_What the exercise asks_.
Convert every line of the records below into a JSON list of strings, one string per line. Omit blank lines and the pictures.

_Data listing_.

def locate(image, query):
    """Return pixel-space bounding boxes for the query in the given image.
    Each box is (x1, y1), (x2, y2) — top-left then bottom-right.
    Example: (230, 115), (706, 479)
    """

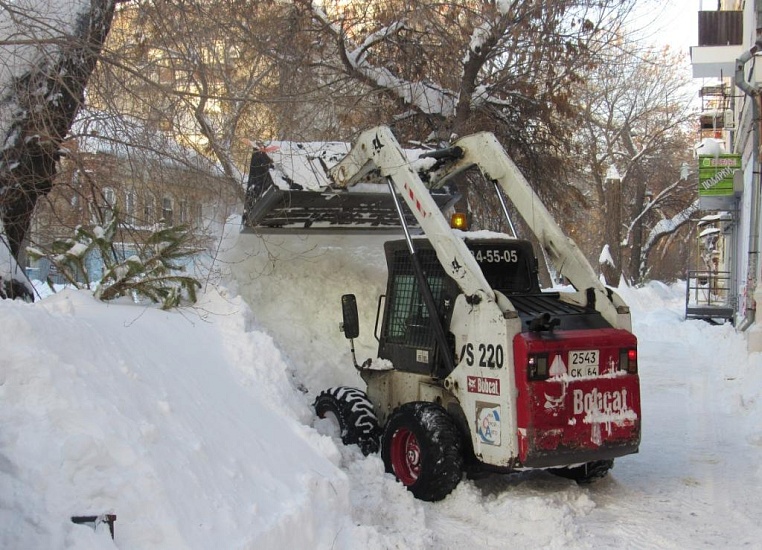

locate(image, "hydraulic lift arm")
(431, 132), (631, 330)
(330, 126), (495, 301)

_Reply_.
[
  "def locate(image, query):",
  "    \"\"\"Return pixel-space bounding boxes for the query in the given image.",
  "    Each box is (x1, y1), (x2, y2) — top-left then bottom-right.",
  "    Example: (230, 115), (706, 479)",
  "    \"\"\"",
  "locate(image, \"hydraulic lift arm\")",
  "(431, 132), (631, 330)",
  "(330, 126), (495, 301)"
]